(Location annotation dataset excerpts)
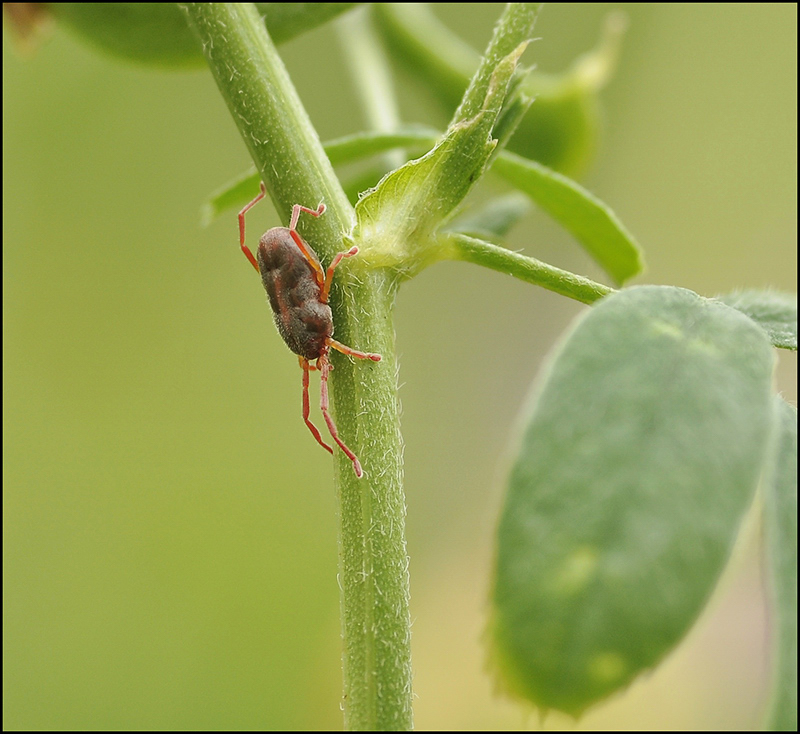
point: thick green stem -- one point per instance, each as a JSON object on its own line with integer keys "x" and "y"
{"x": 529, "y": 269}
{"x": 374, "y": 564}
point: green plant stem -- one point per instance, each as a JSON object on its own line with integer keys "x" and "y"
{"x": 373, "y": 559}
{"x": 369, "y": 68}
{"x": 529, "y": 269}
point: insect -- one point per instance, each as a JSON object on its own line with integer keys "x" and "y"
{"x": 298, "y": 290}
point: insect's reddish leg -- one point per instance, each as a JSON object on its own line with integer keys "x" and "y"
{"x": 245, "y": 249}
{"x": 333, "y": 344}
{"x": 309, "y": 255}
{"x": 296, "y": 209}
{"x": 306, "y": 406}
{"x": 324, "y": 367}
{"x": 326, "y": 288}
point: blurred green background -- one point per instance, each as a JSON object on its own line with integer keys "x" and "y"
{"x": 169, "y": 524}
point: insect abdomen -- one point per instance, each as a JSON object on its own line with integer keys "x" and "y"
{"x": 302, "y": 319}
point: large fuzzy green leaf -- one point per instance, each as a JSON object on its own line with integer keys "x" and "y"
{"x": 640, "y": 455}
{"x": 773, "y": 311}
{"x": 781, "y": 533}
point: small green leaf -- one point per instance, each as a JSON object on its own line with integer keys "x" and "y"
{"x": 157, "y": 33}
{"x": 397, "y": 217}
{"x": 364, "y": 144}
{"x": 591, "y": 221}
{"x": 560, "y": 129}
{"x": 780, "y": 519}
{"x": 773, "y": 311}
{"x": 494, "y": 219}
{"x": 349, "y": 148}
{"x": 641, "y": 453}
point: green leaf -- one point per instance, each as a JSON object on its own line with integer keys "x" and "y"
{"x": 780, "y": 519}
{"x": 349, "y": 148}
{"x": 397, "y": 217}
{"x": 592, "y": 222}
{"x": 773, "y": 311}
{"x": 559, "y": 130}
{"x": 157, "y": 33}
{"x": 364, "y": 144}
{"x": 493, "y": 220}
{"x": 640, "y": 455}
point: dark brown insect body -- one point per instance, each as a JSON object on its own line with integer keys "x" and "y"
{"x": 298, "y": 290}
{"x": 303, "y": 320}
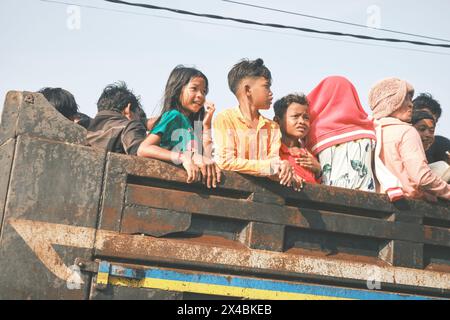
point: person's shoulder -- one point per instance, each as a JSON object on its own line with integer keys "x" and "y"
{"x": 441, "y": 140}
{"x": 225, "y": 116}
{"x": 230, "y": 112}
{"x": 172, "y": 114}
{"x": 272, "y": 124}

▸ **Task description**: Can you return the lines from the one that contains "point: large fuzzy" through the end of the items, with both ends included and the pictures left out?

▸ **Exercise response**:
point: large fuzzy green leaf -- one point per instance, each as a JSON object on its own line with integer keys "x" and "y"
{"x": 640, "y": 455}
{"x": 773, "y": 311}
{"x": 781, "y": 533}
point: small green leaf -- one point per instance, each as a JSON object on its own line with integer keys "x" and "y"
{"x": 157, "y": 33}
{"x": 397, "y": 217}
{"x": 364, "y": 144}
{"x": 591, "y": 221}
{"x": 560, "y": 129}
{"x": 780, "y": 519}
{"x": 773, "y": 311}
{"x": 494, "y": 219}
{"x": 349, "y": 148}
{"x": 641, "y": 453}
point: green leaf -- one point per instance, each as a JSON object on its own line with integer keys "x" and "y"
{"x": 780, "y": 519}
{"x": 349, "y": 148}
{"x": 397, "y": 217}
{"x": 592, "y": 222}
{"x": 773, "y": 311}
{"x": 559, "y": 130}
{"x": 157, "y": 33}
{"x": 364, "y": 144}
{"x": 493, "y": 220}
{"x": 640, "y": 455}
point: dark brown insect body -- one point per instance, each as a JSON object on its own line with integer keys "x" and "y"
{"x": 298, "y": 290}
{"x": 303, "y": 320}
point: person's shoulder -- one point per instance, each as a JSON object on its own line with integer keys "x" and "y"
{"x": 441, "y": 140}
{"x": 225, "y": 116}
{"x": 230, "y": 112}
{"x": 172, "y": 114}
{"x": 272, "y": 124}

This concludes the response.